======== Exercise data ========

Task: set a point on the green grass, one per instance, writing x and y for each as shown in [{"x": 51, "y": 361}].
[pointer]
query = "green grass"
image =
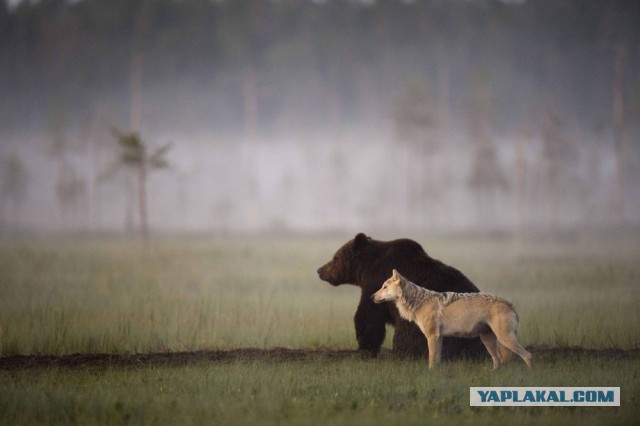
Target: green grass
[
  {"x": 109, "y": 296},
  {"x": 316, "y": 391}
]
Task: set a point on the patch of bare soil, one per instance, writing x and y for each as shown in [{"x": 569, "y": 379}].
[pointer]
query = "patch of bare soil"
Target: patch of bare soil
[{"x": 250, "y": 354}]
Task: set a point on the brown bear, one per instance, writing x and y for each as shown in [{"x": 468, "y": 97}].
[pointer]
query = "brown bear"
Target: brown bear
[{"x": 367, "y": 263}]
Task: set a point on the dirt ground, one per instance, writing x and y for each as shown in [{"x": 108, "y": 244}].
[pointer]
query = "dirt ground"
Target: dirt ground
[{"x": 250, "y": 354}]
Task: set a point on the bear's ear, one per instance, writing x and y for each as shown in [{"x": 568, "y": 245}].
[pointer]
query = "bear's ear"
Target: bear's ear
[{"x": 360, "y": 241}]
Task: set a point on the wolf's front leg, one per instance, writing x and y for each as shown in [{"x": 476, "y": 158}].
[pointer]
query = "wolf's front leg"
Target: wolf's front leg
[{"x": 370, "y": 327}]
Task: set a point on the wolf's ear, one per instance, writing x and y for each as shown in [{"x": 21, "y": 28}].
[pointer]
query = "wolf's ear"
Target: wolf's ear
[{"x": 360, "y": 241}]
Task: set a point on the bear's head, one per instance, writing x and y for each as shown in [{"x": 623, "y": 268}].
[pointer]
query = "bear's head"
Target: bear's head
[{"x": 343, "y": 268}]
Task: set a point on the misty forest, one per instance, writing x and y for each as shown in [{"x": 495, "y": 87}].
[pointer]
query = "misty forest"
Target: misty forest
[{"x": 481, "y": 116}]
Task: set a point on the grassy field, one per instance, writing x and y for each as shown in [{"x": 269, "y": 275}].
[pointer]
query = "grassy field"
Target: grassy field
[{"x": 109, "y": 296}]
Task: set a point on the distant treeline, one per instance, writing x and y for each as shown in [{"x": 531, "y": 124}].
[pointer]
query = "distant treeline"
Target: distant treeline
[{"x": 256, "y": 66}]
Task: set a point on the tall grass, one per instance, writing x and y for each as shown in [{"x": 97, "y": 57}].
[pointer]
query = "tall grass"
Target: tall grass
[
  {"x": 189, "y": 294},
  {"x": 314, "y": 391}
]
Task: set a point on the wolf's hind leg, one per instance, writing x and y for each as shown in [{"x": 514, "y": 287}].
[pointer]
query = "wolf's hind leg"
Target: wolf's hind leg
[
  {"x": 491, "y": 343},
  {"x": 509, "y": 340},
  {"x": 435, "y": 348}
]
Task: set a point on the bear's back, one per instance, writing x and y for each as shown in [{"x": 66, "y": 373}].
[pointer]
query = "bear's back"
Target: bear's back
[{"x": 411, "y": 260}]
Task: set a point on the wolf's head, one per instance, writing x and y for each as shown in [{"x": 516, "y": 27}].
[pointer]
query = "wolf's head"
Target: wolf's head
[{"x": 391, "y": 289}]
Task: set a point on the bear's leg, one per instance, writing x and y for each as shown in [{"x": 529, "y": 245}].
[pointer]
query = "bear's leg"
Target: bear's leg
[{"x": 370, "y": 327}]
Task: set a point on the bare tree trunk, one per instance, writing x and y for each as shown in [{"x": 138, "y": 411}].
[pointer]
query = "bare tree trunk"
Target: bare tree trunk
[
  {"x": 250, "y": 99},
  {"x": 618, "y": 130},
  {"x": 142, "y": 200},
  {"x": 519, "y": 184}
]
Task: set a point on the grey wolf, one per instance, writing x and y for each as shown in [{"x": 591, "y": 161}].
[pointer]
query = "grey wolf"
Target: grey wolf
[
  {"x": 455, "y": 314},
  {"x": 366, "y": 262}
]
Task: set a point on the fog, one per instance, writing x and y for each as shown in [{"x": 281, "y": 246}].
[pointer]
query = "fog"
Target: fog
[{"x": 481, "y": 117}]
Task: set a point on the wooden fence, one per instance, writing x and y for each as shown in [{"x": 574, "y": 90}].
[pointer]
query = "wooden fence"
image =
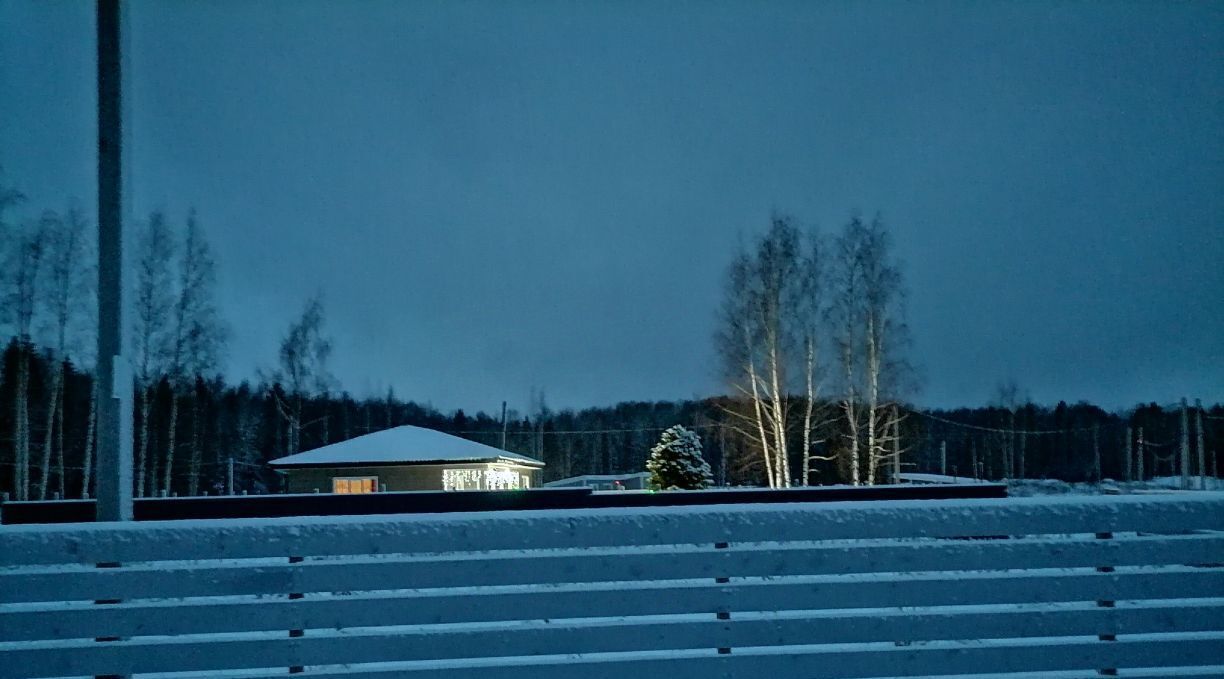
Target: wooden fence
[{"x": 1116, "y": 585}]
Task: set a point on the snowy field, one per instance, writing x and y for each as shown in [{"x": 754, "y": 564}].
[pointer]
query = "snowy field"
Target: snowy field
[{"x": 1033, "y": 487}]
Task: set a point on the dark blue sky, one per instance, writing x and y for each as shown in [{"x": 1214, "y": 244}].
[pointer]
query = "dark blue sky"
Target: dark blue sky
[{"x": 495, "y": 196}]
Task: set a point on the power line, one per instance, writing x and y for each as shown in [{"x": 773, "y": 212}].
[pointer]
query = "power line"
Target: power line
[{"x": 992, "y": 430}]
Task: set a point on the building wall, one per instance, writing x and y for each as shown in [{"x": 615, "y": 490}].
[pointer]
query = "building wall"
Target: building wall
[{"x": 408, "y": 477}]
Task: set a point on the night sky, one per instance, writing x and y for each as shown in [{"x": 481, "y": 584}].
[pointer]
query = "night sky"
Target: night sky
[{"x": 497, "y": 196}]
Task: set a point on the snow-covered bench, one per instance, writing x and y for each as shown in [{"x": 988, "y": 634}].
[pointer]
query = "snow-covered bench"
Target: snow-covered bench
[{"x": 886, "y": 589}]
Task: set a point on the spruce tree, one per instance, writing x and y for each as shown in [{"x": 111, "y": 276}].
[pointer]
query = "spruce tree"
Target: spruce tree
[{"x": 676, "y": 463}]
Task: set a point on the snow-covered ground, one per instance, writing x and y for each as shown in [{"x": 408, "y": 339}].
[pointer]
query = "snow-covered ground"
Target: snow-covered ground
[{"x": 1031, "y": 487}]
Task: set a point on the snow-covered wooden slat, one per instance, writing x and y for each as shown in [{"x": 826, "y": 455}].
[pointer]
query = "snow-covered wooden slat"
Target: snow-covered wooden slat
[
  {"x": 573, "y": 601},
  {"x": 950, "y": 601},
  {"x": 604, "y": 635},
  {"x": 307, "y": 536},
  {"x": 829, "y": 662},
  {"x": 595, "y": 565}
]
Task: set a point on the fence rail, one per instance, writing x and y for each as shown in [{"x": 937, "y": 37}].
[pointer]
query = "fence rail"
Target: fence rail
[{"x": 881, "y": 589}]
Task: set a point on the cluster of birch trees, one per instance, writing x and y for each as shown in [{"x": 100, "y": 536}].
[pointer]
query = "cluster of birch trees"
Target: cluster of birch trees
[
  {"x": 812, "y": 339},
  {"x": 48, "y": 280}
]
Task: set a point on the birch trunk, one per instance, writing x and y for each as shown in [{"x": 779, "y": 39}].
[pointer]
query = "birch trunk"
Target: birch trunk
[
  {"x": 810, "y": 393},
  {"x": 196, "y": 453},
  {"x": 44, "y": 464},
  {"x": 171, "y": 443},
  {"x": 87, "y": 463},
  {"x": 873, "y": 398},
  {"x": 760, "y": 422},
  {"x": 21, "y": 426},
  {"x": 142, "y": 443}
]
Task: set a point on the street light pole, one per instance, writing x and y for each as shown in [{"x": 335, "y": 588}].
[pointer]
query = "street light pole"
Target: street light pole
[{"x": 114, "y": 378}]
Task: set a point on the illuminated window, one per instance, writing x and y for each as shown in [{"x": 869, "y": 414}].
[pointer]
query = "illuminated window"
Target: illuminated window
[
  {"x": 355, "y": 485},
  {"x": 460, "y": 480},
  {"x": 501, "y": 480}
]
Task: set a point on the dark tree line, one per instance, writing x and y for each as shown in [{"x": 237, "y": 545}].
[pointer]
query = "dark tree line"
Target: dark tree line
[
  {"x": 799, "y": 308},
  {"x": 244, "y": 422}
]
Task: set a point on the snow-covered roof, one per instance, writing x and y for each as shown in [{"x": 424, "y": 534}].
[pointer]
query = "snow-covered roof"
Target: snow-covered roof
[{"x": 405, "y": 444}]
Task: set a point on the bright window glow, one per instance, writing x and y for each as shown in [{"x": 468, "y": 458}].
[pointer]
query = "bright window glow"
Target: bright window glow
[
  {"x": 501, "y": 480},
  {"x": 355, "y": 485},
  {"x": 482, "y": 480},
  {"x": 460, "y": 480}
]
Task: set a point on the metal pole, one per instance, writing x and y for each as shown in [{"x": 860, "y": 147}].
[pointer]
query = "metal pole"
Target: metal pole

========

# Short task
Arrange the listing from the line that contains "Task: set a point on the snow-covered roof, one" through the end as a Markdown table, with the row number under Num and the line under Content, leaving out blank lines.

# Answer for this exercise
| Num | Content |
|---|---|
| 1 | Task: set a point on the snow-covered roof, one per instance, writing x and y for each as shown in [{"x": 424, "y": 534}]. |
| 2 | [pointer] |
| 3 | query = "snow-covered roof" |
| 4 | Target: snow-covered roof |
| 5 | [{"x": 405, "y": 444}] |
| 6 | Task: set a point on the bright window glow, one per instance, writing x and y for each as shown in [{"x": 468, "y": 458}]. |
| 7 | [pointer] |
| 8 | query = "bright window glow" |
| 9 | Target: bright window glow |
| 10 | [ |
| 11 |   {"x": 501, "y": 480}, |
| 12 |   {"x": 355, "y": 485}, |
| 13 |   {"x": 482, "y": 480}, |
| 14 |   {"x": 460, "y": 480} |
| 15 | ] |
| 16 | Task: set a point on the metal pole, one per instance, writing x and y for each as shown in [{"x": 860, "y": 147}]. |
| 17 | [pointer] |
| 18 | query = "metal pole" |
| 19 | Target: metal pole |